Segment Open

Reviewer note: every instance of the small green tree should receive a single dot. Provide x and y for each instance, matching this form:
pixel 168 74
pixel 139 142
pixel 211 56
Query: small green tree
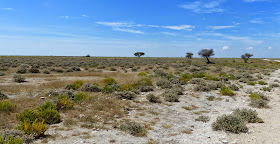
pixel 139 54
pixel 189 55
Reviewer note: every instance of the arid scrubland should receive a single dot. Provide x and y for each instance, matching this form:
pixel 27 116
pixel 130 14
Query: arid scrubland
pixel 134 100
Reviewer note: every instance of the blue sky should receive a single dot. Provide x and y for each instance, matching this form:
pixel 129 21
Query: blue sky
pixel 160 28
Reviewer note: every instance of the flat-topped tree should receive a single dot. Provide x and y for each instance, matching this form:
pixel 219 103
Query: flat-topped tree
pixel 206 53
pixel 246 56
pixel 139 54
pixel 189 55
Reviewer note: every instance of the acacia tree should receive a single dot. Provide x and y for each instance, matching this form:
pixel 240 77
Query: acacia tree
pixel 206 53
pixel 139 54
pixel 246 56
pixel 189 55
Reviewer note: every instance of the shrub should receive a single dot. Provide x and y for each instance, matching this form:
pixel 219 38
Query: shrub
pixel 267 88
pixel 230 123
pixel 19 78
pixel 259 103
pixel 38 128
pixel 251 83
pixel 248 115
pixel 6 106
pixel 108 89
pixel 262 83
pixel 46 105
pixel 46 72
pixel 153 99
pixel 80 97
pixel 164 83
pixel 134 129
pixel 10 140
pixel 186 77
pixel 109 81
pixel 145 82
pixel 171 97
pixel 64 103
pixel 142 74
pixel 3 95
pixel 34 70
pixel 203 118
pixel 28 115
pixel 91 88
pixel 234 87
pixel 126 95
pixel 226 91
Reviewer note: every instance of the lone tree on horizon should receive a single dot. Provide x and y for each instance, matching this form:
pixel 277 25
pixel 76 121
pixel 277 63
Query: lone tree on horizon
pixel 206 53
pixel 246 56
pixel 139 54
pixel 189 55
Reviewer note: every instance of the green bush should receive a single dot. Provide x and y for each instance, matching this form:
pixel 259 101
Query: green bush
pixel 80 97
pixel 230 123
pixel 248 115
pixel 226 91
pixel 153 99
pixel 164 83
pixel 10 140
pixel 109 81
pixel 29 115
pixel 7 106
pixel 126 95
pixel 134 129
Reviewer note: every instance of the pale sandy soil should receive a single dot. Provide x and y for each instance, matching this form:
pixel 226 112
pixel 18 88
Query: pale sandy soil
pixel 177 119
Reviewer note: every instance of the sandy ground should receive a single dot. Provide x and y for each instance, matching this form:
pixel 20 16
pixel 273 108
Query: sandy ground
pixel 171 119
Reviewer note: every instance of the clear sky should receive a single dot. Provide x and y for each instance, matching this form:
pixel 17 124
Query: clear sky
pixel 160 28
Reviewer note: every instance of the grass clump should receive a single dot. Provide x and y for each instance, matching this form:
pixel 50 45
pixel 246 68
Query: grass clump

Segment Closed

— REQUIREMENT —
Where the string "clump" appears in a line of the material above, count that line, and say only how many there are.

— ANSWER BOX —
2